Фрагмент текста —
....................
Страница 56 из 70
Странно. Шимек говорит, что назвал свой рассказ «Песнь Песней», потому что это «истинно скорбный роман». Но ведь библейская «Песнь Песней» совсем не такова. Это, в сущности, и не рассказ. Самое большее, это аллегория отношений между Богом и Его народом, как настойчиво утверждают некоторые. Я этого не понимаю, но в любом случае то, что для меня здесь существенно, — это нежелание Шимека рассказать конец своей истории.
Что, в самом деле, случилось с Бузей? Жила ли она счастливо и благополучно со своим мужем и родила ему дюжину удачных детей? А может, она стала еврейской мадам Бовари? А что произошло с самим Шимеком? Создал ли он семью? И с кем? И как он спит по ночам, между сновидениями? Возвращается ли он иногда в свой городок, чтобы возродить воспоминания?
....................
Записи набора данных —
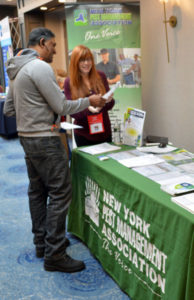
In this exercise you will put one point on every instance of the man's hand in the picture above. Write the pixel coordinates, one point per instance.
(97, 101)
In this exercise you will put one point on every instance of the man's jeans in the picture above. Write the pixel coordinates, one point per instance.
(49, 191)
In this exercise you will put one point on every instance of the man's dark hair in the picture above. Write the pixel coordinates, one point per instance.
(37, 34)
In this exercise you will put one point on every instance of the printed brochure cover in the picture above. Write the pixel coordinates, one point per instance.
(133, 126)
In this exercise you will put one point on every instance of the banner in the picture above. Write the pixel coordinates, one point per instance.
(6, 47)
(112, 32)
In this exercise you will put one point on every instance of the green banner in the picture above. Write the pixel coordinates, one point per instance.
(114, 28)
(142, 239)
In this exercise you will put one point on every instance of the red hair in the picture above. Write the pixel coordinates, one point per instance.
(78, 88)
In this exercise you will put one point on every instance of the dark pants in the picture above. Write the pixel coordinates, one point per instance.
(49, 191)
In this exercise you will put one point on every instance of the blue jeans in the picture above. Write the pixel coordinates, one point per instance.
(49, 191)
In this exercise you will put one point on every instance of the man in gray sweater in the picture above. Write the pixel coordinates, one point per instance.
(36, 100)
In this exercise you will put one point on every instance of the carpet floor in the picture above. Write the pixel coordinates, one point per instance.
(22, 276)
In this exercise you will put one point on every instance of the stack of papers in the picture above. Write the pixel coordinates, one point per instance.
(181, 185)
(185, 201)
(144, 160)
(156, 149)
(99, 148)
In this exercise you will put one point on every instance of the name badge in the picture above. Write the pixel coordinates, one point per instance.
(95, 123)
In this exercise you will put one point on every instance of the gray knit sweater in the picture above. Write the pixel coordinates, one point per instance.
(34, 96)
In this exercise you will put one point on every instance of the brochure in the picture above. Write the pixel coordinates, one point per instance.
(144, 160)
(157, 149)
(181, 185)
(67, 126)
(133, 126)
(185, 201)
(111, 91)
(99, 148)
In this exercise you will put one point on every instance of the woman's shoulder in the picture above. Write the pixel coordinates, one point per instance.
(102, 74)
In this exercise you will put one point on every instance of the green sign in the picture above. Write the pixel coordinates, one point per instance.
(115, 27)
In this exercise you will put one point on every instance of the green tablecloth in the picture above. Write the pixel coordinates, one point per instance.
(142, 239)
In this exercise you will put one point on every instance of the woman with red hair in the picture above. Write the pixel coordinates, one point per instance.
(85, 80)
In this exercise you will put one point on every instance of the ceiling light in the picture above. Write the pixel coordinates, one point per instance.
(43, 8)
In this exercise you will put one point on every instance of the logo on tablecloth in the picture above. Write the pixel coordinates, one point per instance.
(92, 193)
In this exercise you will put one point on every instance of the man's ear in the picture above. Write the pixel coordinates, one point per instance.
(42, 42)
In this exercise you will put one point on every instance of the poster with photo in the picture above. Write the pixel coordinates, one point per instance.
(112, 32)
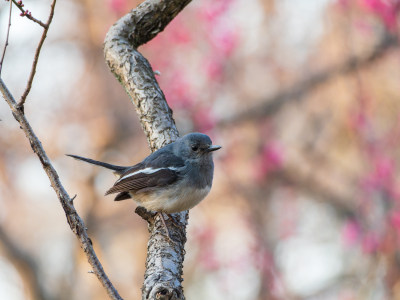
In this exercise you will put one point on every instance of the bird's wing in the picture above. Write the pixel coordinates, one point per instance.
(144, 180)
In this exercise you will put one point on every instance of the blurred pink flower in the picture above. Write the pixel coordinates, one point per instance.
(270, 159)
(118, 6)
(394, 220)
(204, 119)
(387, 10)
(370, 243)
(351, 232)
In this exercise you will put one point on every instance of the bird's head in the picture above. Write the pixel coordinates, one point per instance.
(195, 146)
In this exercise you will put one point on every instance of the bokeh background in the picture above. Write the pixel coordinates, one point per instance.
(303, 96)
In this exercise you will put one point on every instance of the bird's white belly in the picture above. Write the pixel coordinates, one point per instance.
(171, 200)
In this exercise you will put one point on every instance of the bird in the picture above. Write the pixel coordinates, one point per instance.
(172, 179)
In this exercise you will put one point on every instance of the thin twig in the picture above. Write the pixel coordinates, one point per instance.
(8, 33)
(36, 59)
(74, 220)
(27, 14)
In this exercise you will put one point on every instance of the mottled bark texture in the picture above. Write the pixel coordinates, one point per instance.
(164, 261)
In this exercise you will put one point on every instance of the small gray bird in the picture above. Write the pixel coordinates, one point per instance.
(172, 179)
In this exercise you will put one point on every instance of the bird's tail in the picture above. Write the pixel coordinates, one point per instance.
(117, 169)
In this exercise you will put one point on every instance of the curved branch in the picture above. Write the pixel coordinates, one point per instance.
(164, 259)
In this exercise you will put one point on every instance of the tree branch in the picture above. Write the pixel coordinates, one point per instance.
(164, 261)
(8, 33)
(74, 221)
(36, 58)
(26, 13)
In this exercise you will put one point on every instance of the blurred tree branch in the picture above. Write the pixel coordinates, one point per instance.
(164, 261)
(272, 104)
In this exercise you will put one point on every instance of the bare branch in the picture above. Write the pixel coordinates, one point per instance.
(272, 104)
(26, 13)
(164, 259)
(6, 44)
(74, 220)
(36, 58)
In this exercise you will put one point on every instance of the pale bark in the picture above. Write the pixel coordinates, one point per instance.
(164, 261)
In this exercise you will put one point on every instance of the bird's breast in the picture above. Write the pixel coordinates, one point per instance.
(173, 199)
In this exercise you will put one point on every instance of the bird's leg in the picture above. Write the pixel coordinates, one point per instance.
(165, 225)
(175, 222)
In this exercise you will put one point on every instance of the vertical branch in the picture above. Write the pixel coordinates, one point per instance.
(74, 220)
(164, 261)
(6, 44)
(36, 58)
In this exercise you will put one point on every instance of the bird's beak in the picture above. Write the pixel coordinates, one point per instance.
(213, 148)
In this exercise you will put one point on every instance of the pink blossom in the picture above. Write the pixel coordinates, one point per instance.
(386, 10)
(370, 243)
(118, 6)
(204, 119)
(270, 159)
(351, 232)
(395, 220)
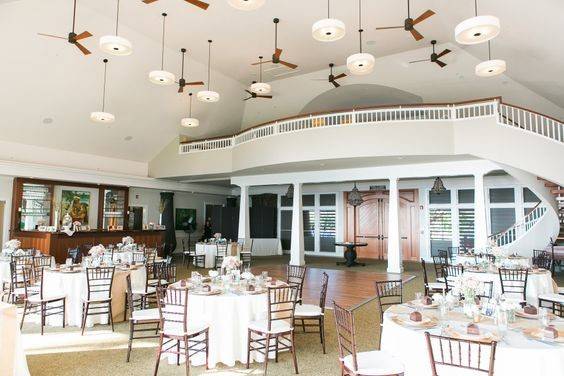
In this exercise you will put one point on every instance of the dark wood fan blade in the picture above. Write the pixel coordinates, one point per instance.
(416, 34)
(83, 35)
(446, 51)
(289, 65)
(389, 27)
(52, 36)
(198, 3)
(428, 13)
(82, 48)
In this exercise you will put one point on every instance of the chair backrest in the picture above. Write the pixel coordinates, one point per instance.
(514, 281)
(460, 353)
(99, 281)
(388, 293)
(281, 304)
(295, 275)
(344, 322)
(173, 309)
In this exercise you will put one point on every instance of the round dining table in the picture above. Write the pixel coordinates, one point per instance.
(516, 354)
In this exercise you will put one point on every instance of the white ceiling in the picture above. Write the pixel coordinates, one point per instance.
(47, 78)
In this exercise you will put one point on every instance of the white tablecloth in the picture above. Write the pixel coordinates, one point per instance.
(516, 355)
(537, 283)
(74, 286)
(12, 356)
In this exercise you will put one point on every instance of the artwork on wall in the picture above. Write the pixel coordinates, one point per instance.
(185, 219)
(76, 204)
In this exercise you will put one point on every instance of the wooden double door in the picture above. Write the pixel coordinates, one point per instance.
(369, 224)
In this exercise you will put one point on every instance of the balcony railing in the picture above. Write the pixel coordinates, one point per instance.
(506, 115)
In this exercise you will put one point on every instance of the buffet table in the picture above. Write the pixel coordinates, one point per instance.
(516, 354)
(12, 356)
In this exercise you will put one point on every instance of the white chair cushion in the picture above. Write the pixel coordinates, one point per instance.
(278, 326)
(46, 298)
(552, 297)
(307, 310)
(146, 314)
(375, 363)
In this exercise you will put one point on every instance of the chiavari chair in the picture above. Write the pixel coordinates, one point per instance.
(98, 300)
(39, 302)
(514, 282)
(176, 328)
(452, 273)
(295, 275)
(465, 354)
(141, 319)
(313, 316)
(360, 363)
(277, 327)
(430, 287)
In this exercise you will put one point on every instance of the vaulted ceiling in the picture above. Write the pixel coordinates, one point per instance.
(49, 88)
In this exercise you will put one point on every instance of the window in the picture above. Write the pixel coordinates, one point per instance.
(502, 195)
(440, 228)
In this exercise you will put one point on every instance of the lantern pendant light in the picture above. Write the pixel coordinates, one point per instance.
(260, 87)
(103, 116)
(360, 63)
(477, 29)
(114, 44)
(328, 29)
(162, 77)
(190, 122)
(490, 67)
(209, 96)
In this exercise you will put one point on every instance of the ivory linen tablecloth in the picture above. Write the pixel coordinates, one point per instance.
(515, 355)
(12, 356)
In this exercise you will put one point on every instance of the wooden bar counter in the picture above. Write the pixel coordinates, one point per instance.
(57, 243)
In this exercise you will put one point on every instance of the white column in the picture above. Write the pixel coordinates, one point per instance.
(297, 245)
(394, 241)
(244, 227)
(480, 224)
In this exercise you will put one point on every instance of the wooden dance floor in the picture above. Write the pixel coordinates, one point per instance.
(348, 288)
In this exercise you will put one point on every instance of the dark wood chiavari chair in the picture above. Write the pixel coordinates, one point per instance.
(360, 363)
(313, 316)
(39, 302)
(295, 276)
(176, 328)
(141, 320)
(278, 326)
(460, 353)
(98, 300)
(514, 282)
(452, 273)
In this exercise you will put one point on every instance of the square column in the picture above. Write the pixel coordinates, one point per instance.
(244, 226)
(394, 243)
(297, 251)
(480, 222)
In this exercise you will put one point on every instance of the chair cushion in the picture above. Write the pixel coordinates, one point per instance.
(552, 297)
(278, 326)
(307, 310)
(151, 314)
(375, 363)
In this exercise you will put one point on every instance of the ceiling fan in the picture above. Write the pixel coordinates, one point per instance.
(182, 82)
(277, 51)
(198, 3)
(332, 78)
(434, 56)
(73, 38)
(409, 23)
(255, 95)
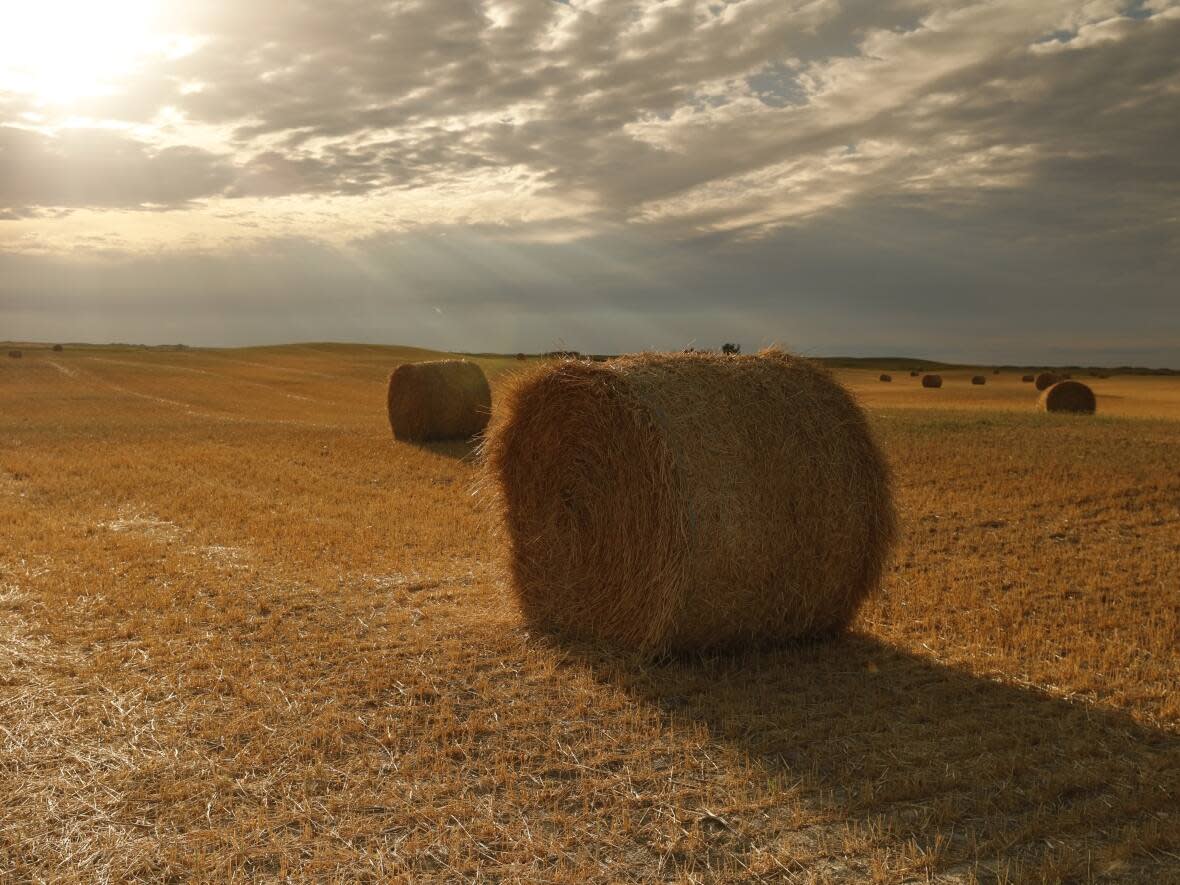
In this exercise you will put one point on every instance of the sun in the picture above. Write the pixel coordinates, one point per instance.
(58, 52)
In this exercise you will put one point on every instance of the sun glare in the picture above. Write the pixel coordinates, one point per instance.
(61, 51)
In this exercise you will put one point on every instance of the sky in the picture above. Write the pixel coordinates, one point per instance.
(991, 182)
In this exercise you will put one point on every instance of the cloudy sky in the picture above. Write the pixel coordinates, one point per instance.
(978, 181)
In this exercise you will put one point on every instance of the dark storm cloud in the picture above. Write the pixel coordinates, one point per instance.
(886, 279)
(628, 105)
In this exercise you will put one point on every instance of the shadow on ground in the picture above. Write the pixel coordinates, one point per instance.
(978, 774)
(461, 450)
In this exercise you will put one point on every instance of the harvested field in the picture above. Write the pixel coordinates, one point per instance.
(243, 634)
....................
Формулировка задания 1 — Чем, согласно фрагменту текста о рассказе «Песнь Песней», Шимек объясняет такое название своего рассказа?
Формулировка задания 2 — Продолжите рассуждение о рассказе Шимека «Песнь Песней», начав сразу после последнего предложения фрагмента текста.

Правильный ответ 1 — Тем, что это «истинно скорбный роман».

Правильный ответ 2 —
Конец любой книги, как и ее начало, — это результат решения. Читатель и писатель знают, что события начались задолго до первой строки книги и продолжаются после ее последнего слова, и они молчаливо соглашаются на эти условия игры. Но я не встречал аналогий декларативному отказу Шимека рассказать конец своей истории ни в одной другой книге, тем более не у Шолом-Алейхема — писателя, который умеет построить произведение и завершить его характерной для него интересной юмористической концовкой.
Но здесь он со страшной сердечной болью — и я не знаю, только ли это боль рассказчика, — останавливается за мгновенье до конца, отступает назад и возвращает себя и нас к началу. Похоже, что Шимек, как некий Сизиф любви, уповает на чудо, — что рассказ, снова начавшись сначала, на сей раз закончится иначе: «У меня был брат Беня, он утонул у реке. Он оставил сиротку, ее звали Бузей» — и рассказывает, и рассказывает дальше, пока снова дойдет до мгновенья перед концом, отчается и вернется к началу.
Но кроме уклонения от приговора реальности, в этой концовке есть и ответ на вопрос, что произошло с Шимеком. Теперь мы понимаем, что он приговорен к самому худшему виду тоски — к той кольцевой, циклической тоске, которая никогда не кончается.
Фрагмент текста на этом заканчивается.